## begin

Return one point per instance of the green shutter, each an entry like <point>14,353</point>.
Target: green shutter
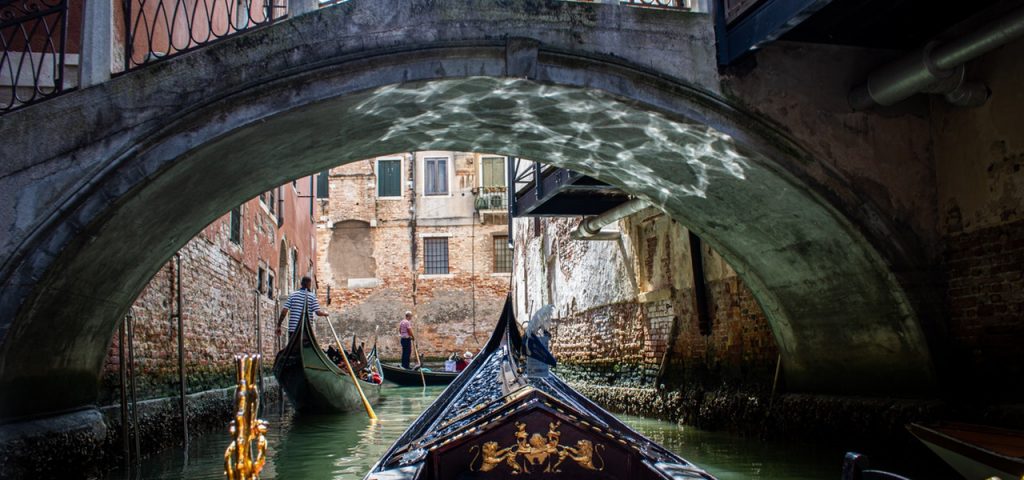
<point>494,171</point>
<point>389,178</point>
<point>323,184</point>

## end

*What you will do*
Please copy out the lines of every item above word for word, leaving out the pictures.

*Result of the exercise*
Return one point per instance of the green shutter, each an entry like <point>14,353</point>.
Target: green shutter
<point>494,171</point>
<point>389,178</point>
<point>323,184</point>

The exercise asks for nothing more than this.